[[ Text shown, beginning ]]

Director, Lawyer Assistance Program
In 1962, a City Bar report on “Mental Illness and Due Process” led directly to state legislation safeguarding the rights of mentally ill patients to be treated as a sick person first and a legal problem second. In 1986, the City Bar formed its Committee on Drugs & the Law, which in 1994 released its landmark report, “A Wiser Course: Ending Drug Prohibition,” describing unintended consequences of drug prohibition policy.
These studies essentially called for the decriminalization of mental-health and substance-use issues and for a new way of thinking about them. Focusing on its own back yard, and recognizing the high incidence of alcohol and substance-use problems among lawyers, judges, and law students, the City Bar formed the Special Committee on Lawyer Alcoholism and Drug Abuse in the 80s. And in 1999, the City Bar created the Lawyer Assistance Program (LAP), with then-President Michael A. Cooper writing in the January 1999 issue of this newsletter, “It is time, indeed, past time, that we took care of our colleagues suffering from this scourge. Consequently, we plan to establish a New York City Lawyer Assistance Program staffed by a qualified professional, who will be able to respond to self-referrals and referrals by others (i.e., colleagues, judges, disciplinary committees and family members), intervene when a lawyer threatens to harm himself or others irreparably, coordinate the monitoring of attorneys in recovery, and conduct a vigorous outreach program to inform lawyers, judges, and the community at large of the availability of the program.”

[[ Text shown, end ]]
[[ Material shown, beginning ]]

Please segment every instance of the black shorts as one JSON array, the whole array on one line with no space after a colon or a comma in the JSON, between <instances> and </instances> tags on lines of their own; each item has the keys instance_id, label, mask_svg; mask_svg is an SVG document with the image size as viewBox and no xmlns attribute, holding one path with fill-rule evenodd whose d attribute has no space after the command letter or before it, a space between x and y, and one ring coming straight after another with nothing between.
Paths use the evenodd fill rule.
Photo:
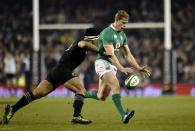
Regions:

[[ Material shown, end ]]
[[ Material shown, beginning ]]

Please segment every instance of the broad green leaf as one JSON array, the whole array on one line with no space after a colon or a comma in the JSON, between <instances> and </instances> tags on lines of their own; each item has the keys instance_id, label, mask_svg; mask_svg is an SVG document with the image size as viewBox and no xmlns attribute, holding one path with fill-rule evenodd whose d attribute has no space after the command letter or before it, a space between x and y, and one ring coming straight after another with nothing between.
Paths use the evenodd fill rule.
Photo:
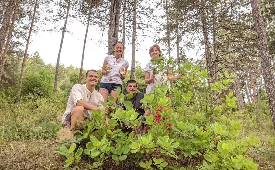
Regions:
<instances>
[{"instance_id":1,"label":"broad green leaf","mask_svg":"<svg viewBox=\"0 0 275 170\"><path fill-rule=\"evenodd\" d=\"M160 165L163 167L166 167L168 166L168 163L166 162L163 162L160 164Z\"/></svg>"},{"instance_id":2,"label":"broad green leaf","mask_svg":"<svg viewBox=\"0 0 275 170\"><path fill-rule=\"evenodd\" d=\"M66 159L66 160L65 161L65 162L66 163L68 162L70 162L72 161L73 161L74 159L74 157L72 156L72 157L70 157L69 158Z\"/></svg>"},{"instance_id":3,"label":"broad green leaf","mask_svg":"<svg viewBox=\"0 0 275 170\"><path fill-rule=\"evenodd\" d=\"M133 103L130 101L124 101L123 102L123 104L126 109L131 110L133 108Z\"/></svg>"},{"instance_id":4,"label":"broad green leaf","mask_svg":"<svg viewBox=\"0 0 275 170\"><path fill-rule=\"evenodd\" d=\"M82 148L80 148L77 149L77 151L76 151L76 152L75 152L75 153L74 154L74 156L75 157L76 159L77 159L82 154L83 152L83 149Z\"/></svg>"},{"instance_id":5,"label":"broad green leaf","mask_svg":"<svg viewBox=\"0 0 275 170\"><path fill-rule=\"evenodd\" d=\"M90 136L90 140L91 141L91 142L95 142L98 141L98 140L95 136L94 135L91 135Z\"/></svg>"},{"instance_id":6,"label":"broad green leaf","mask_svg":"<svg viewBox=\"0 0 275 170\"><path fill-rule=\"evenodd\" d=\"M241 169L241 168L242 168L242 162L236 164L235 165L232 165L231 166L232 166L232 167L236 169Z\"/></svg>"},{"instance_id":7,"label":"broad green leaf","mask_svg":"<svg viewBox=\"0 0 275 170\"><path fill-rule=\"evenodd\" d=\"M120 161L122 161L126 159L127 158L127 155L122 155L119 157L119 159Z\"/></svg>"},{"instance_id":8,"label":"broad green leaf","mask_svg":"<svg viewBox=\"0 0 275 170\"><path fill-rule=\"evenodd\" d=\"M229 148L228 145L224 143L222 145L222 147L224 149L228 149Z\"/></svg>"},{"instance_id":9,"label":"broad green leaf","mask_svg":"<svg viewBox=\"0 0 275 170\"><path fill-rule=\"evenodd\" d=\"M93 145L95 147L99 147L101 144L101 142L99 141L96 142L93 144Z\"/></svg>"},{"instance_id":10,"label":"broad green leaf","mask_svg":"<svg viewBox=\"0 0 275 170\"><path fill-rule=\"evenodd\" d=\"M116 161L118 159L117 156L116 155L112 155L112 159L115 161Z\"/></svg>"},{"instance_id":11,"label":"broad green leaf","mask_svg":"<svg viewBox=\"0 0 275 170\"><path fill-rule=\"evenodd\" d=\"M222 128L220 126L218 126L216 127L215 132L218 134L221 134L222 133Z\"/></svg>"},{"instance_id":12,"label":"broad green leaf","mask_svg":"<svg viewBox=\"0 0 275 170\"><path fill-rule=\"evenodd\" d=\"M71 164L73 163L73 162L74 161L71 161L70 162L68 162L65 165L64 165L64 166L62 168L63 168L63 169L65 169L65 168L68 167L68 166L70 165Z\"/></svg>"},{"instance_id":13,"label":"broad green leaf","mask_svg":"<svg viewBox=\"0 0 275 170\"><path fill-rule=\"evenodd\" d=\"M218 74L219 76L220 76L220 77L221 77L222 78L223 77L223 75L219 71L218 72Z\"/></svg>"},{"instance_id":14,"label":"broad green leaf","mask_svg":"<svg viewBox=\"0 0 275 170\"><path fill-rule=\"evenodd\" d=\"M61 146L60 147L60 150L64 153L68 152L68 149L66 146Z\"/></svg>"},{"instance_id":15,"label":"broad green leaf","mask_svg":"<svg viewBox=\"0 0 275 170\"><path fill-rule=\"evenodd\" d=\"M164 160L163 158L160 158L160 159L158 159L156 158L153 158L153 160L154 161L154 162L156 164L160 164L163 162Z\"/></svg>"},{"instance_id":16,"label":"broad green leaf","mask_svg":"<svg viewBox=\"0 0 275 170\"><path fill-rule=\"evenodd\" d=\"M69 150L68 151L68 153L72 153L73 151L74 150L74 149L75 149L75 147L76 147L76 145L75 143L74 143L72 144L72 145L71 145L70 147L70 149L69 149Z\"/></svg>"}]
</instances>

[[ Material shown, end ]]

__Your assignment__
Resume the text about the City Bar's Lawyer Assistance Program, starting after its last sentence. The records were taken from a different source than the text.

__Expected output__
Supported by New York States’ Chief Judges and its Courts over the years, LAP has expanded its scope to include all addictive disorders, including gambling, sexual and eating disorders, specific mental health issues, including stress, anxiety, depression, burnout, trauma, ADD, and anger management, as well as any issue for which an attorney, judge, or law student needs support.
The transformation in how substance-use and mental-health issues are viewed in the legal community is a feel-good story in itself. Following a well-received and widely-discussed research study it co-sponsored in 2016, the ABA has developed a “Well-Being Pledge,” calling on legal employers to recognize that substance use and mental health problems represent a significant challenge for the legal profession and acknowledge that more can be done to address these issues. Many of the big law firms in New York City have signed on and are partnering with LAP on presentations to their lawyers and staff. A recent multipart series in The American Lawyer and first-person accounts in the New York Law Journal of lawyers struggling with addiction and depression have resonated throughout the legal community.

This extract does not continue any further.